** ÉNONCÉ DU PROBLÈME **
Dans le texte à lire ci-dessous, énumérez s'il vous plaît les stades avec lesquels coïncide la phase préparatoire du procès pénal.

On constate donc que par la simple application de la loi, on
peut être confronté à des situations où le
procès peut avoir, à la limite, un dénouement lent.
Dans le procès pénal, la phase
préparatoire est le stade de la recherche de la preuve et est
caractérisée par l'intervention respective de la police judicaire
et du juge d'instruction. Elle coïncide avec l'enquête,
effectuée pour l'essentiel par les officiers de police judiciaire, la
poursuite diligentée par les parties poursuivantes et l'instruction
menée par le juge d'instruction et la chambre d'accusation.
Il existe une théorie commune à ces trois
stades. C'est la recherche de la preuve qui apparaît comme l'objet
essentiel de la phase préparatoire.
La phase décisoire marque l'aboutissement du processus
pénal. Elle a, en effet, pour objet deux questions : celle de la
culpabilité et celle de l'application de la peine.
Par le jugement une première décision est prise
par une juridiction dite de premier degré. Par la suite, des recours
pourront être intentés par les parties contre cette
décision, par l'effet desquelles l'affaire est rejugée en fait et
en droit par les juridictions supérieures.
Le nécessaire respect de ces étapes impose
à l'administration une succession d'actes qui ne rencontrent pas
toujours l'impatience des justiciables. Les victimes comprennent difficilement,
par exemple, que suite à un flagrant délit, le coupable ne soit
pas jugé et envoyé aussitôt en prison. De fait, sa
détention provisoire leur paraît quelques fois comme une parjure,
un arrangement entre juges et criminels, alors que le prévenu, de son
coté, brûle d'impatience pour savoir quelle peine lui sera
appliquée.
DEUXIEME
PARTIE :
LES CONSEQUENCES DU NON RESPECT DU DELAI D'INSTRUCTION ET
APPROCHES DE SOLUTIONS
CHAPITRE I :
LES CONSEQUENCES DU NON RESPECT DU DELAI D'INSTRUCTION
DANS UN PROCES PENAL
Plusieurs facteurs entraînent un encombrement des
rôles dans les tribunaux, de sorte que les dossiers restent des
années sans être traités. Ces observations masquent une
avalanche de conséquences auxquelles nous nous intéresserons dans
ce chapitre. Les répercussions de la lenteur de l'instruction se
manifestent au niveau des justiciables, de l'administration de la justice et de
la société.
Section 1: Conséquences à l'égard des
parties
La victime qui a subi un préjudice n'est pas toujours
favorisée par la lenteur de la procédure. De même, le
présumé auteur paie le prix de la non accélération
de l'instruction.

** EXTRAIT DES DONNÉES **

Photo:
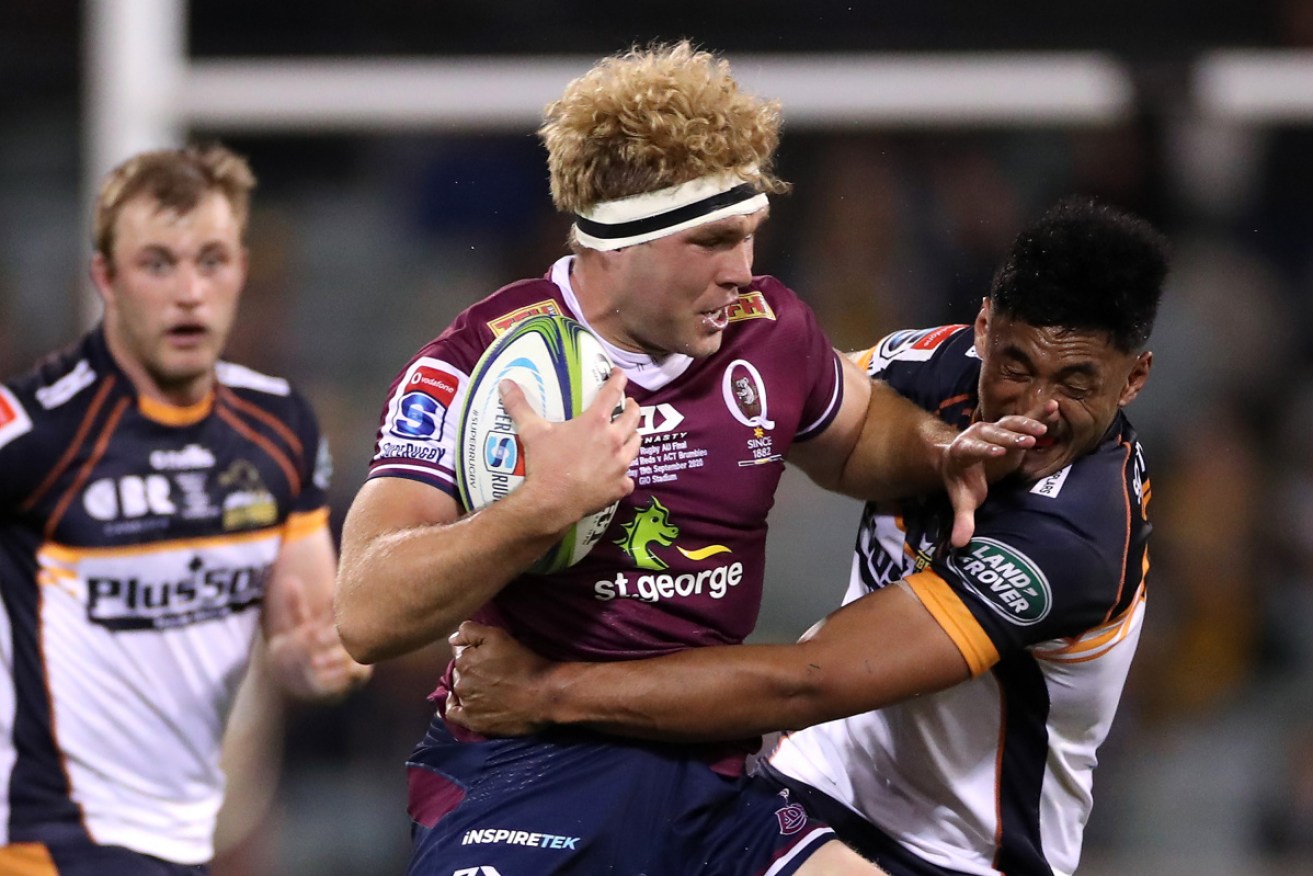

** RÉSULTAT ATTENDU **
- L'enquête
- La poursuite
- L'instruction